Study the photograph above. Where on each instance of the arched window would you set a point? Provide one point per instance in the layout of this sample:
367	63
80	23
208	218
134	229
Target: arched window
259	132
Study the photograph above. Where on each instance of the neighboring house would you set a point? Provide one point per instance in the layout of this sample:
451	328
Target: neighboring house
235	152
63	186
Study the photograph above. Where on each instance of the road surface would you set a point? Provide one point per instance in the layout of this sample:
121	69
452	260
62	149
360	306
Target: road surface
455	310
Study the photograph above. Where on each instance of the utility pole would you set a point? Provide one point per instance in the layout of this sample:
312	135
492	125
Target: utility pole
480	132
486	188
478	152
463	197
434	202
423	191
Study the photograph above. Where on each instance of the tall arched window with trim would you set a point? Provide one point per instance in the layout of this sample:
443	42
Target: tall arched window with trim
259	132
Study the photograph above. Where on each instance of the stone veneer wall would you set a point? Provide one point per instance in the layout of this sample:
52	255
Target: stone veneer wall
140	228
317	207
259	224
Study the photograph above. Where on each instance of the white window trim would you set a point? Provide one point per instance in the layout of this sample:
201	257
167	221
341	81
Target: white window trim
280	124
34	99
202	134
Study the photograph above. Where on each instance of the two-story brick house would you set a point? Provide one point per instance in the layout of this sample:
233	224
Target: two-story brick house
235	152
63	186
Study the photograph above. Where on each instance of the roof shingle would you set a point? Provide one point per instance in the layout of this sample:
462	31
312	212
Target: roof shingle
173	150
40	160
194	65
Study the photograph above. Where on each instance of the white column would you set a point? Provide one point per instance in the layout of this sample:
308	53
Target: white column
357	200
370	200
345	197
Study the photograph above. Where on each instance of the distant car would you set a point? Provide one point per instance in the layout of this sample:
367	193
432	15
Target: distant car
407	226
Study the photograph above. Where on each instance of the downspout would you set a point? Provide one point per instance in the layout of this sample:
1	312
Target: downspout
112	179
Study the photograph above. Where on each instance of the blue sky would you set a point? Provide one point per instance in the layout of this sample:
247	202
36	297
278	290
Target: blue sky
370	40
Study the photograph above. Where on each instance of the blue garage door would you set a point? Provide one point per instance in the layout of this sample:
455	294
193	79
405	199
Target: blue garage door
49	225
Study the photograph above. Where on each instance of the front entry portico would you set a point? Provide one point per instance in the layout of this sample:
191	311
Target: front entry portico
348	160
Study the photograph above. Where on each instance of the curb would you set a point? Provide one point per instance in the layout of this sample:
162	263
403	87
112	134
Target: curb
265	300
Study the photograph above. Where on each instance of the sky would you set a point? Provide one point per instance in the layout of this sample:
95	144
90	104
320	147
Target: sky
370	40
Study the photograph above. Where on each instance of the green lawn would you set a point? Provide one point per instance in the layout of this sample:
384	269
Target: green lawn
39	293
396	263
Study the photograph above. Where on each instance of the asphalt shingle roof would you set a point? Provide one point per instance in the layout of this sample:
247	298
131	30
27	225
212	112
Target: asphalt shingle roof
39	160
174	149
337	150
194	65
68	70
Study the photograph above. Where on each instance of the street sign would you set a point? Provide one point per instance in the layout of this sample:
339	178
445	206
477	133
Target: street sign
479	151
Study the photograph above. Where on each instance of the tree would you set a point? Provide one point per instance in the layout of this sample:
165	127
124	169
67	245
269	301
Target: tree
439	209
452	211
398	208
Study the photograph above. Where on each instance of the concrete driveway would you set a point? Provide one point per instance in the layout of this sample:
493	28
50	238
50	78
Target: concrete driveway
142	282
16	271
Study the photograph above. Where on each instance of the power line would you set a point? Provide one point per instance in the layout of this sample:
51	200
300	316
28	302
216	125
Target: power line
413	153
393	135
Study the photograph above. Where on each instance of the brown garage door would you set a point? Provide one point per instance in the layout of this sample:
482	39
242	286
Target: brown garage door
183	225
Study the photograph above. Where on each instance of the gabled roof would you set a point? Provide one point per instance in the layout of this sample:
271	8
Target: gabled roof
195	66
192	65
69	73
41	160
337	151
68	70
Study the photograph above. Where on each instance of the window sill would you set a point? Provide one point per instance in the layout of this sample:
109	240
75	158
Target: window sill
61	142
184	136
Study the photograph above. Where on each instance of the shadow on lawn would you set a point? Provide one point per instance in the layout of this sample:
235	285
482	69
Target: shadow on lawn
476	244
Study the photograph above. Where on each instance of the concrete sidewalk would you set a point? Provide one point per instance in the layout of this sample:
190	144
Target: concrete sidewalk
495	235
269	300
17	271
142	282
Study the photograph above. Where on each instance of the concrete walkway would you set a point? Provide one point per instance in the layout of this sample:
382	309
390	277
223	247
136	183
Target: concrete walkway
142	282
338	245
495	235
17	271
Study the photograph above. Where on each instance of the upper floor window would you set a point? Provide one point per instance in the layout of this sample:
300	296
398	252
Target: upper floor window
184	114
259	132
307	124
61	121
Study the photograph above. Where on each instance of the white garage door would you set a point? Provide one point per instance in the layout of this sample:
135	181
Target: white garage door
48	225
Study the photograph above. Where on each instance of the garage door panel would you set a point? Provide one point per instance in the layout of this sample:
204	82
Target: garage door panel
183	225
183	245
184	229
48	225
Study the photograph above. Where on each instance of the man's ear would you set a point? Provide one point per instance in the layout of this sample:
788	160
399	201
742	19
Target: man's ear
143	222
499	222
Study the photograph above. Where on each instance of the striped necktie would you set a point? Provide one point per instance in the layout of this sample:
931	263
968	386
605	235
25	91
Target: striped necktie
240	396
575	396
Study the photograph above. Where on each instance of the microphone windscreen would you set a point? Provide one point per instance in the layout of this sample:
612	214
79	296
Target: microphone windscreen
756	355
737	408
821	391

——

## WORK INSTRUCTIONS
Could you transcribe every entry exactly, without altering anything?

## SOLUTION FOR THIS TASK
Study the photograph above. Where on each instance of the arched window would you set a point? Provide one point per instance in the layout of this sample:
367	63
80	23
208	218
134	229
Target: arched window
259	132
Study the photograph above. Where on each instance of the neighboring house would you set a point? Provide one point per instance in the layout of this sample:
451	328
Target: neighboring house
235	152
63	186
Study the photograph above. Where on each instance of the road surface would you set a point? Provide one point per instance in the layout of this sample:
121	69
452	260
62	149
360	306
Target: road surface
455	310
Study the photograph above. Where on each instance of the utility pole would you set a point? Provide one point per instance in the layout of this sample:
312	135
492	125
Target: utility pole
480	132
486	188
478	152
463	197
434	202
423	191
Study the photograph above. Where on each instance of the tall arched window with trim would you set a point? Provide one point per instance in the layout of this sample:
443	42
Target: tall arched window with trim
259	132
Study the photograph above. Where on each instance of the stone veneer wall would you set a point? Provide one point per instance in the layout of this sample:
52	255
Target: stone veneer wall
140	228
317	207
259	224
Study the photograph above. Where on each instance of the white window trim would you set a point? Provide one point per instance in the layout of this sample:
201	257
167	221
341	81
Target: white window trim
280	124
34	99
202	134
Study the photograph above. Where on each instance of the two-story brick house would you set a point? Provide one point per instance in the layout of this sample:
233	224
Target: two-story brick house
235	152
63	186
Study the photograph above. Where on each instance of the roof shingle would you set a point? Provide one point per instance in the layout of this sample:
462	31
312	212
Target: roof shingle
173	150
40	160
194	65
Study the photograph above. Where on each instance of the white column would you set a point? Provide one point per instance in the layout of this sample:
308	53
Target: white column
357	200
370	200
345	197
Study the photograph above. Where on each instance of the distant car would you set a point? Provide one point per instance in the layout of this sample:
367	193
432	15
Target: distant car
407	226
Study the photograph above. Where on each instance of the downspout would you set a point? Provide one point per instance in the layout of this sample:
1	312
Target: downspout
112	179
Study the photograph above. Where on each instance of the blue sky would you set a point? Provide one point per instance in the layout of this sample:
247	202
36	297
278	290
Target: blue sky
370	40
Study the photograph above. Where on each instance of the blue garage door would you set a point? Provide one point per instance in the layout of this sample:
455	294
193	79
405	199
Target: blue garage door
49	225
Study the photograph above. Where on each instance of the front entry portico would you set a point? Provide one point per instance in the layout of this sample:
191	311
Target: front entry portico
348	160
Study the photograph above. Where on each instance of the curb would you set a point? Provide one point per instance in the layout of this sample:
162	263
403	87
112	134
Target: curb
265	300
Study the photograph above. Where on each instance of the sky would you set a point? Provide one point per instance in the layout of this sample:
95	144
90	104
320	147
Target: sky
370	40
Study the photograph above. Where on each instance of the green lawn would you set a point? Provide one point per instance in the layout of this sample:
384	269
Target: green lawn
39	293
396	263
Study the photograph above. Where on each instance of the asphalt shingle roof would you set a point? Provide one point per instance in the layout of this sample:
247	298
131	30
27	225
212	112
Target: asphalt shingle roof
39	160
174	149
337	150
194	65
68	70
Study the photograph above. Where on each instance of the street sign would you set a point? Provide one point per instance in the layout of this sample:
339	178
445	206
477	133
Target: street sign
479	151
Study the photograph above. Where on each instance of the tree would you set a point? Provide one point per instance in the layout of this sample:
165	127
124	169
67	245
269	301
Target: tree
439	209
452	211
398	208
Study the photograph above. Where on each instance of the concrete driveway would you set a point? Provide one point per instance in the layout of this sample:
493	28
50	238
50	78
Target: concrete driveway
142	282
16	271
Study the photograph above. Where on each instance of the power line would you set a point? Provide one point per instance in the layout of this sample:
51	200
300	316
28	302
216	125
Target: power line
413	153
393	135
Study the photograph above. Where on each instance of the brown garage door would you set a point? Provide one point per instance in the layout of this sample:
482	39
242	286
Target: brown garage door
183	225
Study the photograph above. Where on each instance of the gabled roof would you set a point? Provide one point per instance in the layout of this sample:
271	8
Target: gabled roof
195	66
192	65
69	73
41	160
337	151
68	70
Study the photograph above. Where on each instance of the window sill would you set a point? Provide one point per instance in the layout of this sample:
109	240
75	158
Target: window sill
61	142
184	136
Study the photograph above. Where on each instance of the shadow on lawn would you set a point? Provide one point per instance in the layout of this sample:
235	285
482	69
Target: shadow on lawn
476	244
Study the photograph above. Where on each instance of the concrete sidewalk would you set a point? Provide one point per instance in the layout of this sample:
190	144
Target: concrete sidewalk
495	235
269	300
17	271
142	282
Study the photograph above. Where on each instance of the concrete walkway would you set a point? Provide one point per instance in the layout of this sample:
382	309
390	277
223	247
136	183
Target: concrete walkway
142	282
338	245
495	235
17	271
Study the photograph above. Where on each instance of the upper floor window would you set a point? Provide one point per instance in the layout of this sample:
300	296
398	252
Target: upper floor window
184	114
259	132
307	124
61	121
Study the photograph above. Where on each instance of the white garage door would you set a point? Provide one point per instance in the layout of this sample:
135	181
Target: white garage door
48	225
Study the photograph above. Where on each instance of the garage door panel would you set a point? Provide one point per instance in the layout of this sample:
204	82
Target: garage door panel
183	225
183	245
184	229
48	225
Study the photograph above. Where on each instance of the man's ear would you set a point? Provide one point per instance in the layout of this sample:
788	160
399	201
742	19
Target: man's ear
143	222
499	222
Study the photograph above. Where on each instance of the striped necktie would you set a point? Provide one point per instance in the layout of this sample:
931	263
968	386
605	235
25	91
Target: striped necktie
240	396
575	396
Study the photograph above. Where on each instance of the microphone windscreen would you set a point? Provide one point per instance in the layout of this sample:
612	214
79	296
Target: microphone windscreen
756	355
737	408
821	391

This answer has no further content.